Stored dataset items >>
┏━━

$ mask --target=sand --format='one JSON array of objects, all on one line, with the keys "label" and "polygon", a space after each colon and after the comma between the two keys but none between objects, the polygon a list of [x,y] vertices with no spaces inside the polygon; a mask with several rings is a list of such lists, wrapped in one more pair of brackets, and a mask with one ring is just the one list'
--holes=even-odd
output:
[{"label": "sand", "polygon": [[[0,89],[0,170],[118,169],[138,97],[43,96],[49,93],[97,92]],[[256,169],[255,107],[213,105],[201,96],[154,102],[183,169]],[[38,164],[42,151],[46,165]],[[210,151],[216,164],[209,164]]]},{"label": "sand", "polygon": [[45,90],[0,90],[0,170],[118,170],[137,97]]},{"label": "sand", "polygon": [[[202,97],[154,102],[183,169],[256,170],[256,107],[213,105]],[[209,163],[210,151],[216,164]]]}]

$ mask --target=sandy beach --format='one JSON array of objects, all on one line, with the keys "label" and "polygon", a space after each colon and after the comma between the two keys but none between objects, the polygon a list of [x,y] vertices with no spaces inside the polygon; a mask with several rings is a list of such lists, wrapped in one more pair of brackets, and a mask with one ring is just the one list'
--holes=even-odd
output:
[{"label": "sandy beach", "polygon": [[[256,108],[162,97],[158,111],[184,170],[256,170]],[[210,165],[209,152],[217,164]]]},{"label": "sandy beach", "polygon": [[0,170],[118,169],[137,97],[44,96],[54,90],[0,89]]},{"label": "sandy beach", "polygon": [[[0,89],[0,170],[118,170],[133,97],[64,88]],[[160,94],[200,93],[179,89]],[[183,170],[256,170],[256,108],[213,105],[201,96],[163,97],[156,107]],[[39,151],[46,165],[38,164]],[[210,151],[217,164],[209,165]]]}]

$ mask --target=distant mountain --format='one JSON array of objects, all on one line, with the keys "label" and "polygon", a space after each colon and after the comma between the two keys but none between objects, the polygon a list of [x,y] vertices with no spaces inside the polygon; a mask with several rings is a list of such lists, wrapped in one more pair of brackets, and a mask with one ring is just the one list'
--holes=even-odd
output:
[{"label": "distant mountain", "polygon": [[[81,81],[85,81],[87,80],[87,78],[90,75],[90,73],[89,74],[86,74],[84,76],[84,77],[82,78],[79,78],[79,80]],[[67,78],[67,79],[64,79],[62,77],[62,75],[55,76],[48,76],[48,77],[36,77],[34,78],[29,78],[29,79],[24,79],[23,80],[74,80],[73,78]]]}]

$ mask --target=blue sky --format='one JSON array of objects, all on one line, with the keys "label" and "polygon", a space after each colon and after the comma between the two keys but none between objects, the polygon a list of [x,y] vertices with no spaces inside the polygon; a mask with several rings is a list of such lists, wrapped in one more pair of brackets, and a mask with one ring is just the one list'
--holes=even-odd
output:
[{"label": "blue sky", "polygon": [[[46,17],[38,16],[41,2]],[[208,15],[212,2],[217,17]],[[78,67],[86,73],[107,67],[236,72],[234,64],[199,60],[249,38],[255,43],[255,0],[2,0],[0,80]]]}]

┗━━

WHAT YOU NEED TO DO >> Reproduce the items starting with the line that contains "mask --target=blue sky" and going on through the end of the items, including the requests, and add -27 to every coordinate in the answers.

SOLUTION TO THIS EXERCISE >>
$ mask --target=blue sky --format='one JSON array of objects, all on one line, with the keys "label" and "polygon", a space after each colon and after the comma between the two keys but none between objects, the polygon a list of [x,y] vertices with no spaces inside the polygon; a mask with several rings is a list of such lists, wrapped in one more pair of brackets, and a mask with one ring is just the one list'
--holes=even-odd
output:
[{"label": "blue sky", "polygon": [[[19,-10],[11,-11],[14,-25]],[[181,-12],[185,-25],[190,-10]],[[51,40],[59,46],[80,40],[209,45],[207,37],[172,33],[222,11],[228,16],[228,-27],[-25,-27],[-27,53]]]}]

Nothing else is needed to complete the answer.